■ **Working data**

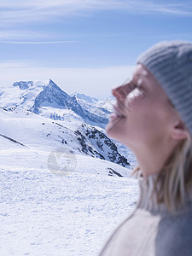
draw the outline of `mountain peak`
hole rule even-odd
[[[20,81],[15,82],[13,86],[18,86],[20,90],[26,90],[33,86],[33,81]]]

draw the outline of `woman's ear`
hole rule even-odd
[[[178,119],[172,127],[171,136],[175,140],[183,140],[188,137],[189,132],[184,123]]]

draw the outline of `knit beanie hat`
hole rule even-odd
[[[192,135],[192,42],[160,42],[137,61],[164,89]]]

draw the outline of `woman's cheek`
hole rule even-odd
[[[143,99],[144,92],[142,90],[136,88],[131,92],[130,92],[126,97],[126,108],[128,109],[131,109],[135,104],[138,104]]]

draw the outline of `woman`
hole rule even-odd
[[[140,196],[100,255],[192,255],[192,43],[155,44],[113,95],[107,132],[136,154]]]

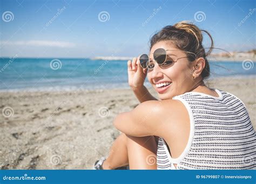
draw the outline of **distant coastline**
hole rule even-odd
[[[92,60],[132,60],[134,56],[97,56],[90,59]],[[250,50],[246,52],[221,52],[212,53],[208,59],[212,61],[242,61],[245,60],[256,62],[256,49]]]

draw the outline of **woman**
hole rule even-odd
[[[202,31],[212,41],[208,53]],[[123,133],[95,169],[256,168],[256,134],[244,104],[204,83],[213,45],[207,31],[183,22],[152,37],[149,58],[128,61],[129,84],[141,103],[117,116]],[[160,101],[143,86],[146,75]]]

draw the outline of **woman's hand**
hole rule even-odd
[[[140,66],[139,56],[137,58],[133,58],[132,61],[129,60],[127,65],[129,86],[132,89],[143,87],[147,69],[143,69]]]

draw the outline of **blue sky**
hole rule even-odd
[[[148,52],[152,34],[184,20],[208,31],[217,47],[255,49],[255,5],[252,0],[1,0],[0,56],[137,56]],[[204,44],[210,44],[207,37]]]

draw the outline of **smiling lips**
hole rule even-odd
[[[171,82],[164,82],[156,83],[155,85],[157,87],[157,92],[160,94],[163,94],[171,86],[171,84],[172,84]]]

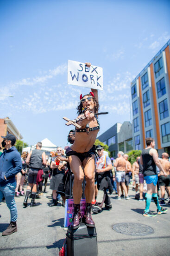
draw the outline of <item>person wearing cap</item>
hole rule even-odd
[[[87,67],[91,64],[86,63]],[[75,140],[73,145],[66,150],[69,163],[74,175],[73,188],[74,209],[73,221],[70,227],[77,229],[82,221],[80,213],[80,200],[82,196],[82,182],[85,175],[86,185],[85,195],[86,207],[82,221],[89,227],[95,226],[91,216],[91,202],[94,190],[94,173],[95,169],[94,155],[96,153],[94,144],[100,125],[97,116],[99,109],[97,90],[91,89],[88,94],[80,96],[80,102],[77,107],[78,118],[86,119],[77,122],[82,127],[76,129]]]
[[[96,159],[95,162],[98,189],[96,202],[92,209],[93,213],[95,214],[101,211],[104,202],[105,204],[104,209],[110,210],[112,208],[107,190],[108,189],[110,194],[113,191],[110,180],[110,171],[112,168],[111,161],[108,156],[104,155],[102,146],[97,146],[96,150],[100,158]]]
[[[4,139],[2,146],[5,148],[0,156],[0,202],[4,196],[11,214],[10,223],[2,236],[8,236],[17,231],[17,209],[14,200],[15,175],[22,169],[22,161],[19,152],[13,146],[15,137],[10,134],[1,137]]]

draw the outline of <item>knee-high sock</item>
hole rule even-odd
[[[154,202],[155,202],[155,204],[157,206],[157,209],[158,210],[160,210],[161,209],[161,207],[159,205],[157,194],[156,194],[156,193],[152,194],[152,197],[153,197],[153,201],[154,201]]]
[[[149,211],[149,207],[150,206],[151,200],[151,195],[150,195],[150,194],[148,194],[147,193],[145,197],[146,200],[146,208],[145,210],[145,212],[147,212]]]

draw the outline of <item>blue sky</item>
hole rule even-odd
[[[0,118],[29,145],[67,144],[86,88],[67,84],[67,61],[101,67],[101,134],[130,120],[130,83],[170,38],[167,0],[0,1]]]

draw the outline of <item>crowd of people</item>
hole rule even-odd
* * *
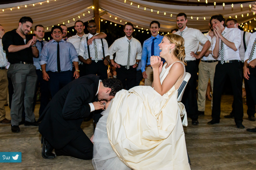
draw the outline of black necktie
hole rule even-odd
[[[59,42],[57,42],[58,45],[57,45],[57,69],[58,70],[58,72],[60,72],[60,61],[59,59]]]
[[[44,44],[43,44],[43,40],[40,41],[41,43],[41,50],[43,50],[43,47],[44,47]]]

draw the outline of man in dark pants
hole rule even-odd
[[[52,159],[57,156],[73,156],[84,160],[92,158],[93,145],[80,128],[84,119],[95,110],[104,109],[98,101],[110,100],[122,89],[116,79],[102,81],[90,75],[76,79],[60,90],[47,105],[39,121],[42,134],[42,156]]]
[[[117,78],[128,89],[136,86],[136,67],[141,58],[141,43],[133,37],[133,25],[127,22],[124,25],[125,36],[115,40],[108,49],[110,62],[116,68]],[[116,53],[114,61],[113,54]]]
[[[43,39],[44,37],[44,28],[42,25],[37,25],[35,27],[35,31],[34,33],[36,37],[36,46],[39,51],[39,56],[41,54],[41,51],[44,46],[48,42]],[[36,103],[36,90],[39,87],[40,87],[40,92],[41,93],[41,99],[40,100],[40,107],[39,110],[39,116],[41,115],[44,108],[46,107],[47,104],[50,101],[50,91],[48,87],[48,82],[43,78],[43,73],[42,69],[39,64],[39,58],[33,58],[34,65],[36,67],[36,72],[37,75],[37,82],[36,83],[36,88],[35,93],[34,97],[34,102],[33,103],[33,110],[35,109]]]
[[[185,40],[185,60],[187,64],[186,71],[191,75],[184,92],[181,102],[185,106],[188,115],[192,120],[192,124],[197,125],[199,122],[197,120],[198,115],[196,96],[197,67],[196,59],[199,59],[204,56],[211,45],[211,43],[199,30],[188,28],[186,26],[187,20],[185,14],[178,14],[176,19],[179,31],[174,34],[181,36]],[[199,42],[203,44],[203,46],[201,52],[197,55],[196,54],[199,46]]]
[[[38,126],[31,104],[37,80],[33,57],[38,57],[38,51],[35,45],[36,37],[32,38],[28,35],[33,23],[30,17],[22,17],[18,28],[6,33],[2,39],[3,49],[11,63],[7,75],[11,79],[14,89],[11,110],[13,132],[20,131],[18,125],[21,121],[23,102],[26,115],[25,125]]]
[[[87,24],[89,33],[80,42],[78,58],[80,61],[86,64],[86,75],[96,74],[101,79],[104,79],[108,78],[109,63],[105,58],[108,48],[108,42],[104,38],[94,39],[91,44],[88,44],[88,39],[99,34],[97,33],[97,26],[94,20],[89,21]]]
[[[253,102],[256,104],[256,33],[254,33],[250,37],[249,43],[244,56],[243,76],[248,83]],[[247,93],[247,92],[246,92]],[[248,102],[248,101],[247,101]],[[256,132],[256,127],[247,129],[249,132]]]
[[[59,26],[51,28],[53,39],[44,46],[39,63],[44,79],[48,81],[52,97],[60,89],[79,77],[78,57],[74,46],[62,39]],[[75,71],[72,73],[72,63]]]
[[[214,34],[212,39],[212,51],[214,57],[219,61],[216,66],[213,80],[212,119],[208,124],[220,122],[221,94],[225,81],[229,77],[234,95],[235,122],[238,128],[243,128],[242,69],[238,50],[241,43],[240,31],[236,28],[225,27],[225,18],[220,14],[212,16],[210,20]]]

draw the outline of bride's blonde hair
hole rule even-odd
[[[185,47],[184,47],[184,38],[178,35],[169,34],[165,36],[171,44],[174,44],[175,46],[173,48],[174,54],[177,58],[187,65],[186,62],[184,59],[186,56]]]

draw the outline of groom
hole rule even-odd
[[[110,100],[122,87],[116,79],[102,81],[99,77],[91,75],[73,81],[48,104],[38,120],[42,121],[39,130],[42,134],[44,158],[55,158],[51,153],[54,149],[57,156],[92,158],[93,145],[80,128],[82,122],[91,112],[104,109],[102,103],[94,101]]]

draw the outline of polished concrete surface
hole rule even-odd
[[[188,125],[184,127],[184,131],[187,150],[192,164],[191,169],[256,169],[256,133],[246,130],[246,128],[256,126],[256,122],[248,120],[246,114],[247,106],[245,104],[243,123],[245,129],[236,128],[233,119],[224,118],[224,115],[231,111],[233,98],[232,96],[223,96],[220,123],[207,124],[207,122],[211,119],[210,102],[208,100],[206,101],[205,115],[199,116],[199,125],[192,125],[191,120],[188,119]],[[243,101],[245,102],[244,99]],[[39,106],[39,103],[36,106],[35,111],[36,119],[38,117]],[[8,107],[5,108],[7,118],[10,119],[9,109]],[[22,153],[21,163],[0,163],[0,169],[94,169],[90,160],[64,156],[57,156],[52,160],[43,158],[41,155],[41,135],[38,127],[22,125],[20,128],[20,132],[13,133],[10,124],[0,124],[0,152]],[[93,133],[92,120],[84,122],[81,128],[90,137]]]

■ **Goal**
List each line of the records that contains the word "blue".

■ **Final result**
draw the outline of **blue sky**
draw the outline of <item>blue sky</item>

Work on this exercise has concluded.